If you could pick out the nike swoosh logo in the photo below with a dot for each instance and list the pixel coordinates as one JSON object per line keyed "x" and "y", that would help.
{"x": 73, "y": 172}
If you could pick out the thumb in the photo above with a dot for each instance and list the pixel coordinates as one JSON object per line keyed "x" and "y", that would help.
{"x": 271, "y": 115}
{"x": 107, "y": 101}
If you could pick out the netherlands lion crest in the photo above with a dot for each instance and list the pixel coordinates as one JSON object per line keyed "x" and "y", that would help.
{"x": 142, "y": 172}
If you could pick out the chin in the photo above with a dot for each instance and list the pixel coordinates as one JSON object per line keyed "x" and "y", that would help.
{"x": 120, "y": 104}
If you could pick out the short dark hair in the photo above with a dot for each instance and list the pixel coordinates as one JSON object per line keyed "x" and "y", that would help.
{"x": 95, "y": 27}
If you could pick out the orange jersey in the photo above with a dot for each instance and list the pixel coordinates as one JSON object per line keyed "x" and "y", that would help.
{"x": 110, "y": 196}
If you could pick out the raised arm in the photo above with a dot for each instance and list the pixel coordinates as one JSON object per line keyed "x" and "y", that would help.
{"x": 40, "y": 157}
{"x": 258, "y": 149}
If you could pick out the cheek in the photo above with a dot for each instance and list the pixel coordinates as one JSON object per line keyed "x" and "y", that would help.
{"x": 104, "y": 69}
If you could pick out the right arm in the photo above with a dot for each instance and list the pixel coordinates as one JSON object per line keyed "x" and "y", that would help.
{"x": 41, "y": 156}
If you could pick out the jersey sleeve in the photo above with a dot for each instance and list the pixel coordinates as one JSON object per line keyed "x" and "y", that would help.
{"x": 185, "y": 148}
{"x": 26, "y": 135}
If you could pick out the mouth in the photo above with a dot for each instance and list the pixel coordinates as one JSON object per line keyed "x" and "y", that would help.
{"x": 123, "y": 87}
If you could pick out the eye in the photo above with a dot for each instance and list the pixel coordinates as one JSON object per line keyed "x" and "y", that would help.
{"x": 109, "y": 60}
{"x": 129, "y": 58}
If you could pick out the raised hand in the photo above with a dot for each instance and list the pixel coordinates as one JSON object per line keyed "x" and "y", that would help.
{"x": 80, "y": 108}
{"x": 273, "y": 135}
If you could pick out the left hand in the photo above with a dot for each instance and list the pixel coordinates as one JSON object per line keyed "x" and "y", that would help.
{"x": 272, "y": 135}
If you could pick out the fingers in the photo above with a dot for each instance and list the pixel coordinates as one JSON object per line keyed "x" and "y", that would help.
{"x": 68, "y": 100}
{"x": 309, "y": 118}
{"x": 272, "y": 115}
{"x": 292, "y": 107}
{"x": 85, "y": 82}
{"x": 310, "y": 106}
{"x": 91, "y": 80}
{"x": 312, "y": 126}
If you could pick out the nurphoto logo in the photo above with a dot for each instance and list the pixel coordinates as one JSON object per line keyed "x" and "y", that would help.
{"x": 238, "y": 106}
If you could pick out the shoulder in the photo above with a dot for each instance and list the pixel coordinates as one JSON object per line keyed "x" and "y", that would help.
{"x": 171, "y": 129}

[AIM] Arrange as a Markdown table the lines starting with the one that contains "If you could pick out the nurphoto" and continuing through the end of the entries, with blank lines omitted. Use a column headed Row for the row number and a column headed Line for the line itself.

[THE RESULT]
| Row | Line |
|---|---|
| 1 | If you could pick out the nurphoto logo in the photo above with a dot for each instance and list the pixel coordinates as one JSON object per line keyed "x" and "y", that would help. |
| 2 | {"x": 238, "y": 106} |
| 3 | If you could pick out the shoulder in the photo above with a dot for each instance and list the pixel coordinates as one JSON object per line keyed "x" and "y", that would help. |
| 4 | {"x": 171, "y": 129} |